(Entries from a point annotation set)

────────────────

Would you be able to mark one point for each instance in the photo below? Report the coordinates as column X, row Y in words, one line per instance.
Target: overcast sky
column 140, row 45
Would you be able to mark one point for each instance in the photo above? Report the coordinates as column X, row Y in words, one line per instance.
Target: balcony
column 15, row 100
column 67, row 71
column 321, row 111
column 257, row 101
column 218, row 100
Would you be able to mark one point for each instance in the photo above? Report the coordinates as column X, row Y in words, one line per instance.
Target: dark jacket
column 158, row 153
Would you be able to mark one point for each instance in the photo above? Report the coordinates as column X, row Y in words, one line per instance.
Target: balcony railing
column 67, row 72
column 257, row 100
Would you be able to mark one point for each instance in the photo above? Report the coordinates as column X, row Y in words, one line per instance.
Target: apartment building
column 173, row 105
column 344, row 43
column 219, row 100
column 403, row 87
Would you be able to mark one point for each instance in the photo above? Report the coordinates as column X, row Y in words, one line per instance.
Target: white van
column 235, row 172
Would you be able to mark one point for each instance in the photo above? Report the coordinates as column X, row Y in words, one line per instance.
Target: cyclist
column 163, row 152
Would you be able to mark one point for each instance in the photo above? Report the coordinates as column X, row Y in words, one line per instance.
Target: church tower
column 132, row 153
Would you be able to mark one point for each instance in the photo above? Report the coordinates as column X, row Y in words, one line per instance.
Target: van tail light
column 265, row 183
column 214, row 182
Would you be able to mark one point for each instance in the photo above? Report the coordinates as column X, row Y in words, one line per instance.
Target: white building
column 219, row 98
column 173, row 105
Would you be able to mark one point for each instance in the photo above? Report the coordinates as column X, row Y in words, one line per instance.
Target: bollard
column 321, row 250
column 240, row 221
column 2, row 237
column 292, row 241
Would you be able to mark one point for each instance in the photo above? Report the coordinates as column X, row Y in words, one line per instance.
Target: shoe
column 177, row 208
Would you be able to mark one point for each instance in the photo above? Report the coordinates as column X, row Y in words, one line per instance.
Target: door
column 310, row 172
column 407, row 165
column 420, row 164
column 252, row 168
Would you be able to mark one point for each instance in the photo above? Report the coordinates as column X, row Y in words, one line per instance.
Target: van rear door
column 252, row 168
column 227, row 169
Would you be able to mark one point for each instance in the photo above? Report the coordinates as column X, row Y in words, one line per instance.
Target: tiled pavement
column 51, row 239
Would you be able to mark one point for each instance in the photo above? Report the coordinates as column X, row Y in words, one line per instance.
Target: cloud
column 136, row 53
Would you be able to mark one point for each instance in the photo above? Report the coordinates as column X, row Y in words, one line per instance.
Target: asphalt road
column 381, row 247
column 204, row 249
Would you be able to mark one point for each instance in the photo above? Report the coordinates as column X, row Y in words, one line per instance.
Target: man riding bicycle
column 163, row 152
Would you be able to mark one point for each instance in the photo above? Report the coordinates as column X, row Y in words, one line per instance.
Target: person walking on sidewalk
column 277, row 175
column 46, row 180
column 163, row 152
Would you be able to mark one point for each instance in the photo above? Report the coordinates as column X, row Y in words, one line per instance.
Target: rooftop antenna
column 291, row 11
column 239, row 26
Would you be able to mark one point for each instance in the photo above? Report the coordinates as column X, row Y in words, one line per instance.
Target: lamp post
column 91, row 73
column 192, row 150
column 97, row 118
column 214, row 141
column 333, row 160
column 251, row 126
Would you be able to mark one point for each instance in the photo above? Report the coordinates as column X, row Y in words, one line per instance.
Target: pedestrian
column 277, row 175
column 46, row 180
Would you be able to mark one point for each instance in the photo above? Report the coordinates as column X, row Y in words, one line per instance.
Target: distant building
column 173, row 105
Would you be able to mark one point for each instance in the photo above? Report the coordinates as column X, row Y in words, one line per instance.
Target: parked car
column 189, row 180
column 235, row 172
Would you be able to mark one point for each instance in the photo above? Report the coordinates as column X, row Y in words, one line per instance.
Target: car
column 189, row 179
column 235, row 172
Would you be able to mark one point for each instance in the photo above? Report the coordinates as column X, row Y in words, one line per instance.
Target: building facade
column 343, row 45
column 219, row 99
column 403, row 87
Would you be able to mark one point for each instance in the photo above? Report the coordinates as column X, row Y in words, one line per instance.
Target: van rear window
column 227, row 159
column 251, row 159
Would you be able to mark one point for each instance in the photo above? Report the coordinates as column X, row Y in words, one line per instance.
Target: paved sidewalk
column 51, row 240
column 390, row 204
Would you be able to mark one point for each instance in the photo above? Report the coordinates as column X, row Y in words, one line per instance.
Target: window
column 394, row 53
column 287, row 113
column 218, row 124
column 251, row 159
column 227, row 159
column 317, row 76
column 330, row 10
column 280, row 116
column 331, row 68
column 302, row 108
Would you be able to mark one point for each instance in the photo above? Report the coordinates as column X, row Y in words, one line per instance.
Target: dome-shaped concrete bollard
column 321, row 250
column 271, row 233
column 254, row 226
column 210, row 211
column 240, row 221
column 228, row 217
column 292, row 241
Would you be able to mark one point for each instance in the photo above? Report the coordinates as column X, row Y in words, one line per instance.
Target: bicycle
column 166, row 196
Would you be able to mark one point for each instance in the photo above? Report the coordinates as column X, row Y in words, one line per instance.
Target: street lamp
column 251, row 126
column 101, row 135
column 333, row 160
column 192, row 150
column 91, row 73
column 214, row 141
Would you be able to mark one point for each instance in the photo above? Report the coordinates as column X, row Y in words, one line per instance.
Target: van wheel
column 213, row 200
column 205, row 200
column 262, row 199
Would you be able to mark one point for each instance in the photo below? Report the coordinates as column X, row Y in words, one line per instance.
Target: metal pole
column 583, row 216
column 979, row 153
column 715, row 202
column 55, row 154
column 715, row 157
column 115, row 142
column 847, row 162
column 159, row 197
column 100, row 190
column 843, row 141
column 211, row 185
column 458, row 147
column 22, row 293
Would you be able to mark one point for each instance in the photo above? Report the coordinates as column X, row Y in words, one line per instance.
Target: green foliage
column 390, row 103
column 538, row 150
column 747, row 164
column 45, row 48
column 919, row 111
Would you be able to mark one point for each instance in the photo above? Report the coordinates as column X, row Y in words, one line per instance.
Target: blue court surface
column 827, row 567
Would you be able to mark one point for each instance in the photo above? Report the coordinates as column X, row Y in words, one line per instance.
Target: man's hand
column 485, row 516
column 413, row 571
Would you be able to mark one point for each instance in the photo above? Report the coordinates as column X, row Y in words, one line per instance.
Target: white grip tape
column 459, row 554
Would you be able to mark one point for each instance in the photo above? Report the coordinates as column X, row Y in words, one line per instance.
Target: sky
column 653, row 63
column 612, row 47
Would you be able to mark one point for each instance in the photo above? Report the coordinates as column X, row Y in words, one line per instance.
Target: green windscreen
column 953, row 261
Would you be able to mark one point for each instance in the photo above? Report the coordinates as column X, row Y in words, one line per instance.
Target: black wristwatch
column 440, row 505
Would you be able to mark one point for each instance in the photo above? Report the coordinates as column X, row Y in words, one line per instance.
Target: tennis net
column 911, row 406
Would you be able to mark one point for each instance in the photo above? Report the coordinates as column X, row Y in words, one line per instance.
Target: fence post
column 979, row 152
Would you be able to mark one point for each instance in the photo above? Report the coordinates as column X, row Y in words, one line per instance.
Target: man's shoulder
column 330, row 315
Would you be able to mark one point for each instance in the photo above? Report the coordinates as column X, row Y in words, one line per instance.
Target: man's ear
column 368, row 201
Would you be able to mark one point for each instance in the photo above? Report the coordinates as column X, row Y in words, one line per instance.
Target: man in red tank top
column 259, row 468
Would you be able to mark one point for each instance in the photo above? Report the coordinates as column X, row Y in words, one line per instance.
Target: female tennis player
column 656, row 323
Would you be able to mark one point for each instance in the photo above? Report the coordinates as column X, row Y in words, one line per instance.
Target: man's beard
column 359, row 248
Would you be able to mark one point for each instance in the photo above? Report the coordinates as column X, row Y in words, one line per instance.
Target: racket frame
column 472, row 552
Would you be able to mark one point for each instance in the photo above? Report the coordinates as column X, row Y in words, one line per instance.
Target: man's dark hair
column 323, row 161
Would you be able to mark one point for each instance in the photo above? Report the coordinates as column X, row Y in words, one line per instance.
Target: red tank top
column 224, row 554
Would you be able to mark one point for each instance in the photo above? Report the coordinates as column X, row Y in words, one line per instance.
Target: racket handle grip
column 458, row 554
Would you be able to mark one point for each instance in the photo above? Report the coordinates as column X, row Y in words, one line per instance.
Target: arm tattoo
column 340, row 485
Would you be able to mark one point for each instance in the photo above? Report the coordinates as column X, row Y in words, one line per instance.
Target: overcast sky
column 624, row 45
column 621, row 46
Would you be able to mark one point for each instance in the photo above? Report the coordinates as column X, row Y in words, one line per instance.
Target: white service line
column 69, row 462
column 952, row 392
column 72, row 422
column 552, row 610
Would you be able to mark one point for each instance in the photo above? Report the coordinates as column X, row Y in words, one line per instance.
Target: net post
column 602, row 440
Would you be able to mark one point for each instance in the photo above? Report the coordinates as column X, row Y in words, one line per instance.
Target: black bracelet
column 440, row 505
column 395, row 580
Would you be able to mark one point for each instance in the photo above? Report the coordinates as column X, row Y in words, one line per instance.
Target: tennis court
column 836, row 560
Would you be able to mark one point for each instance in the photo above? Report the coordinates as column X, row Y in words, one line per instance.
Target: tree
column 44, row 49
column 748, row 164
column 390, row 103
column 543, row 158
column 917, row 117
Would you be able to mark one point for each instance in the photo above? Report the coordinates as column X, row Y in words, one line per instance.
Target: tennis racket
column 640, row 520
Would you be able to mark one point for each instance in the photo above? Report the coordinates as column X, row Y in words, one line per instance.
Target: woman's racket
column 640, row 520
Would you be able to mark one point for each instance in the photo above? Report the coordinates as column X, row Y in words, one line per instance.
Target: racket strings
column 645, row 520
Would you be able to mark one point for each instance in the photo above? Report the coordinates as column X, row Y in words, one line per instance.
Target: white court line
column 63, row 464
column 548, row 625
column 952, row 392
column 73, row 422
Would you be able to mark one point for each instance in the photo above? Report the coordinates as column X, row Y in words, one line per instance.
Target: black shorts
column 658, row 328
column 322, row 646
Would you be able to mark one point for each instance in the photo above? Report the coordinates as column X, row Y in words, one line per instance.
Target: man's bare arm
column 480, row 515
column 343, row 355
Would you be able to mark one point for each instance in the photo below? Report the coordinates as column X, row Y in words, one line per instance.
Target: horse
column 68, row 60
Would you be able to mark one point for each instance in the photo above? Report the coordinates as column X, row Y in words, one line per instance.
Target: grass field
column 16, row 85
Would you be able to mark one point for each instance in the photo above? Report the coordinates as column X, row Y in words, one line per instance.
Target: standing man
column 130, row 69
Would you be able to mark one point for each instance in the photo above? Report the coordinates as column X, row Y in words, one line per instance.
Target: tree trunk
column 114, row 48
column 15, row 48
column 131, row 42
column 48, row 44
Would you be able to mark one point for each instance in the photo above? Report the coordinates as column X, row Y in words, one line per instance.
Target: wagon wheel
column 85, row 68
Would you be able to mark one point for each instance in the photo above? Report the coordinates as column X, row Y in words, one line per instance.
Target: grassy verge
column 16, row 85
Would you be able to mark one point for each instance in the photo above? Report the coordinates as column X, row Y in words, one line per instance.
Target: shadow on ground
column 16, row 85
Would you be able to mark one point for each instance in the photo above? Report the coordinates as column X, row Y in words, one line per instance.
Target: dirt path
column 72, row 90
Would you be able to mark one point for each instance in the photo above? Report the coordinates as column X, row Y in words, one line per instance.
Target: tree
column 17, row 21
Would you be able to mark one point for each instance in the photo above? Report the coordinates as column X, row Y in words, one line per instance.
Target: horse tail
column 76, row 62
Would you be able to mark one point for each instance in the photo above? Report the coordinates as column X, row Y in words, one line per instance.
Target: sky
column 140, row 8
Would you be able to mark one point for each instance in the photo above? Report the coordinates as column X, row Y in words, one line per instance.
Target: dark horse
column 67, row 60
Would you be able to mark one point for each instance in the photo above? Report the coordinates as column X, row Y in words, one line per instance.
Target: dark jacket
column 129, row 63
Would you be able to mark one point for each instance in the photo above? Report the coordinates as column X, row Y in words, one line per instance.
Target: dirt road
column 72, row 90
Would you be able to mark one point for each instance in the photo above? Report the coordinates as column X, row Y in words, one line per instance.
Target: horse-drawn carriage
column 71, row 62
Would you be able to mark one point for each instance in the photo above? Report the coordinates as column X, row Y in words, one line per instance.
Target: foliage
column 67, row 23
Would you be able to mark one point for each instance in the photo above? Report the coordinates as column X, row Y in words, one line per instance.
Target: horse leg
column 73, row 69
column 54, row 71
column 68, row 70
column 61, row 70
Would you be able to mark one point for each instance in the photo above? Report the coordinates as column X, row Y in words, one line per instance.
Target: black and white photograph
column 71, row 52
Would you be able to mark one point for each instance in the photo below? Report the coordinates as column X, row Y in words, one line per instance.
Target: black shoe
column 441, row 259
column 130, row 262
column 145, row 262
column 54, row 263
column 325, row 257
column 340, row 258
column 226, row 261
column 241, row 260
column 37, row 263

────────────────

> _REQUIREMENTS_
Lay out everything from the start of the items above down to the line containing "column 158, row 153", both ends included, as a Markdown table with the columns "Row" and "Line". Number each line and leave out blank lines.

> _OUTPUT OF THE TASK_
| Row | Line |
|---|---|
| 1 | Would you be able to mark one point for each instance in the photo below? Report the coordinates as column X, row Y in words, one line per instance. |
| 2 | Target: overcast sky |
| 3 | column 140, row 45 |
| 4 | Would you be able to mark one point for each instance in the photo above? Report the coordinates as column X, row Y in words, one line per instance. |
| 5 | Target: balcony |
| 6 | column 15, row 100 |
| 7 | column 67, row 71 |
| 8 | column 321, row 111 |
| 9 | column 257, row 101 |
| 10 | column 218, row 100 |
| 11 | Would you be able to mark one point for each instance in the photo above? Report the coordinates as column X, row Y in words, one line per instance. |
| 12 | Target: dark jacket |
| 13 | column 158, row 153 |